Data entries
..........

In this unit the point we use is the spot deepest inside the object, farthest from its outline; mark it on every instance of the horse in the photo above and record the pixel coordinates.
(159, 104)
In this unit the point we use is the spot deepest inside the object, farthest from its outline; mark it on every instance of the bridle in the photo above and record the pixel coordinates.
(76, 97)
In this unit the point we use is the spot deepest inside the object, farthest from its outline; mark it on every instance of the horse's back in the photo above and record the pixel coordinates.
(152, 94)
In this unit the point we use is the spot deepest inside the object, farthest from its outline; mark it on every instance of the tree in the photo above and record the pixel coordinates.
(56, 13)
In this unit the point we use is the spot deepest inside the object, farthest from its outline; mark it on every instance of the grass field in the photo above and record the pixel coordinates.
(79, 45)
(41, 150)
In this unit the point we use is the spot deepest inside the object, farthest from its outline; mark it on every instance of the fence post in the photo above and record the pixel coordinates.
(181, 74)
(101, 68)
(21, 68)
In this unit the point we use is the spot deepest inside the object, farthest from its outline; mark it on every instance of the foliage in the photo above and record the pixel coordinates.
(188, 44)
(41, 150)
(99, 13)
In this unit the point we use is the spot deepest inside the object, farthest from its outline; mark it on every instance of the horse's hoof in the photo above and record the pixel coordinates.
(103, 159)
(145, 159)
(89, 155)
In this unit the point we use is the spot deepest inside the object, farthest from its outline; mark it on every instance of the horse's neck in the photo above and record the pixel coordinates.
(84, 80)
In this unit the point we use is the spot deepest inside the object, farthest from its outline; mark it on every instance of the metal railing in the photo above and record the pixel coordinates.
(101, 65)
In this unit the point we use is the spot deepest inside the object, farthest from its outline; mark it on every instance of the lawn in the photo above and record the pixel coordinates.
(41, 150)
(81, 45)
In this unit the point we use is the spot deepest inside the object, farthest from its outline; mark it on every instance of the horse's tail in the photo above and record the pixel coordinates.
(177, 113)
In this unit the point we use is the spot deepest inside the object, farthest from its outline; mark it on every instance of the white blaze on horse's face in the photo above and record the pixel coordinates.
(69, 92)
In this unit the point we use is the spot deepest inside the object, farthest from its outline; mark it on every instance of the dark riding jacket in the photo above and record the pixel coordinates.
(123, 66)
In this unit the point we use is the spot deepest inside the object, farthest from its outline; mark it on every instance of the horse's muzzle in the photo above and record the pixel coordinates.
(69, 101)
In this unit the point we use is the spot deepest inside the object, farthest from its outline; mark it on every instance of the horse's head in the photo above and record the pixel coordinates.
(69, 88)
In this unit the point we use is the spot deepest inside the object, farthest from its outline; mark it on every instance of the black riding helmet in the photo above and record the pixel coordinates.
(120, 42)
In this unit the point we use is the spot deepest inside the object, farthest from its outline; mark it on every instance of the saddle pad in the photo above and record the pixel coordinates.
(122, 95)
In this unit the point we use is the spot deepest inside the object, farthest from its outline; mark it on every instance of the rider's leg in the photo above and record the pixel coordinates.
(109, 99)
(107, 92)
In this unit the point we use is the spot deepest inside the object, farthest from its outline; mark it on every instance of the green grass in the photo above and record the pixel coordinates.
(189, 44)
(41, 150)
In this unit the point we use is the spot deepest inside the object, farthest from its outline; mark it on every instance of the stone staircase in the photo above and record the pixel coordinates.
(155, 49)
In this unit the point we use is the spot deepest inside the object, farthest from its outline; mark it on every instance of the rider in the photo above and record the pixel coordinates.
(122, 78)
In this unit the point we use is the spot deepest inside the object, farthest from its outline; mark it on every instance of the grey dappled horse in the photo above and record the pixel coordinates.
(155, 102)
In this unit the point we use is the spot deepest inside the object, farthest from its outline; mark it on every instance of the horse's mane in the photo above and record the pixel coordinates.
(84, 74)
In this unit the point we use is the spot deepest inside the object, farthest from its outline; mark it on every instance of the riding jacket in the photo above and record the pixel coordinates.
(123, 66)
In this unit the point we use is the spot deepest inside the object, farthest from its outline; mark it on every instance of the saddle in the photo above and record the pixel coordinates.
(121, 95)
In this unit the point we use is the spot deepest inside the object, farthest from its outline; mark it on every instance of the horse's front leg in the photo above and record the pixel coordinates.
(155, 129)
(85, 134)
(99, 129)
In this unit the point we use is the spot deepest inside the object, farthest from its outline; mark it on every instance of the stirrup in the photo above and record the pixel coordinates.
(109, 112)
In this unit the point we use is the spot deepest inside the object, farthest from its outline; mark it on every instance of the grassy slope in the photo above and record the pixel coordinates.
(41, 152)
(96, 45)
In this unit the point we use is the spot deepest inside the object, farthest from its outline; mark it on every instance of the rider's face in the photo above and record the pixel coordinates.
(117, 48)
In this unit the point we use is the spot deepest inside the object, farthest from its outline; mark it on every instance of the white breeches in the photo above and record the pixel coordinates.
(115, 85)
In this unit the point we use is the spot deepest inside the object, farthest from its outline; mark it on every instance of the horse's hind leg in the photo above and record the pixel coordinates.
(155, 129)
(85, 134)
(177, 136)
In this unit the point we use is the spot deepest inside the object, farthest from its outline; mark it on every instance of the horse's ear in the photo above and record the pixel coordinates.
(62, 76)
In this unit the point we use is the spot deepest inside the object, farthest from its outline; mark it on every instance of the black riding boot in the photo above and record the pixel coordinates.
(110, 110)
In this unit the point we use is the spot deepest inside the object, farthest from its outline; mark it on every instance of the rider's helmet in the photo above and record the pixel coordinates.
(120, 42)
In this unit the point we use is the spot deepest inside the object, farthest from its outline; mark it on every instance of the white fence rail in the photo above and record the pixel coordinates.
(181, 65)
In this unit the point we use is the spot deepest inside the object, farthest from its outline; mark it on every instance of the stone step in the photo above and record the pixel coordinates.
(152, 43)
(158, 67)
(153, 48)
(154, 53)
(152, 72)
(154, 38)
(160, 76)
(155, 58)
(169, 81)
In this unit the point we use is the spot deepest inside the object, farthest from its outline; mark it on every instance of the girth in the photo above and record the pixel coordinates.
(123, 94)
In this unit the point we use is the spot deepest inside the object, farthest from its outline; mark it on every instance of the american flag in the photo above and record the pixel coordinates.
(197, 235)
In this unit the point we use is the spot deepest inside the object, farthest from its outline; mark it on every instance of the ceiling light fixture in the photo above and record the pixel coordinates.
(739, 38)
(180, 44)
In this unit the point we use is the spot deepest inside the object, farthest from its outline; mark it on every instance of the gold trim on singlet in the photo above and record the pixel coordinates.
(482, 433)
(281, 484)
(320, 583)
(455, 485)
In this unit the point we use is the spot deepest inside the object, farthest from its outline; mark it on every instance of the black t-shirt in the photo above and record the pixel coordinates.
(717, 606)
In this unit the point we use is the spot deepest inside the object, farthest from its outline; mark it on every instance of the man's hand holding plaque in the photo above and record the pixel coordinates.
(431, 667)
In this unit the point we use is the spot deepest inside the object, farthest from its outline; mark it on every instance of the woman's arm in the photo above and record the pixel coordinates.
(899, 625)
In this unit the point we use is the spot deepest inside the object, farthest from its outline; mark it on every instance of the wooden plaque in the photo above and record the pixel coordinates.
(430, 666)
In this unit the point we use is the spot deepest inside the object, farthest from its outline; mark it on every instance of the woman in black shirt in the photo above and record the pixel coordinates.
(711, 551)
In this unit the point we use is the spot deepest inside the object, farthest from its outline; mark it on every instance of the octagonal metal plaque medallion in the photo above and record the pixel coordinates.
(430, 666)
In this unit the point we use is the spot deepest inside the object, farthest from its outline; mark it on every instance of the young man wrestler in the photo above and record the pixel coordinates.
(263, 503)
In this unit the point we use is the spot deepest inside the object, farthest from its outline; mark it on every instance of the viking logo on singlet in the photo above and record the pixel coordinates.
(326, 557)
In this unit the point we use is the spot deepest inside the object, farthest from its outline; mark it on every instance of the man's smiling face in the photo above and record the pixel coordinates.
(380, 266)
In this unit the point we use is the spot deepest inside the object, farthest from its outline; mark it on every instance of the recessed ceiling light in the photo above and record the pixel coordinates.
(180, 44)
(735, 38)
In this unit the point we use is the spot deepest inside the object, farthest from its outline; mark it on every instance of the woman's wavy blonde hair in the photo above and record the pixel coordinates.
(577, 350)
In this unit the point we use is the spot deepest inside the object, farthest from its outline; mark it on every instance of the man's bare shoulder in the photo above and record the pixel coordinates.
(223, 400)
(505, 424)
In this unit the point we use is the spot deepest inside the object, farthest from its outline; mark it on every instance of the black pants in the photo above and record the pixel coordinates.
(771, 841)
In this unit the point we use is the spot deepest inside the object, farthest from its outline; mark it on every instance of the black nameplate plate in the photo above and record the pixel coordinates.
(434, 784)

..........

Copy exactly the line containing "of the octagonal" and every line after it, ending with the last line of the records above.

In this unit the point we use is the spot deepest inside the object, farthest from its outline; mark it on every instance of the octagonal metal plaque medallion in the photo above and record the pixel coordinates.
(430, 666)
In this unit the point we use is the spot deepest inside the object, farthest from its outline; mark it on every instance of the young man wrestler in the photo above and record the pixel coordinates.
(263, 503)
In this unit the point we use is the spot deepest inside the object, farthest from its outline; mark it on every instance of the viking logo on singlet in the photo above and record the pixel coordinates.
(326, 557)
In this unit the point we use is the spot deepest inside the object, farthest from its outline; mark it on every instance of the man's smiling face in the photo above and record the pixel coordinates.
(380, 266)
In this unit the point we use is the spot deepest inside the object, farthest from its outline; mark it on every instance of the recessed ceiling light in the photo above and record the pixel coordinates.
(180, 44)
(735, 38)
In this unit the point we use is the spot deepest inside the object, farthest from its outline; mark it on every instance of the woman's wavy blonde hair in the photo above and record the pixel coordinates.
(577, 350)
In this unit the point we use is the spot deepest inside the object, farthest from its outline; mark it on every instance of the man's bare shoulder in the photo above and record the pixel coordinates.
(223, 400)
(505, 424)
In this unit the point we use is the spot deepest inside the object, farthest from its outline; mark it on every instance of the black pants in the photo above and record the pixel coordinates.
(771, 841)
In this unit the point we use is the spot deepest inside the object, farthest from its outline; mark it on every instance of the black nameplate plate in the photo above and record the pixel coordinates.
(434, 784)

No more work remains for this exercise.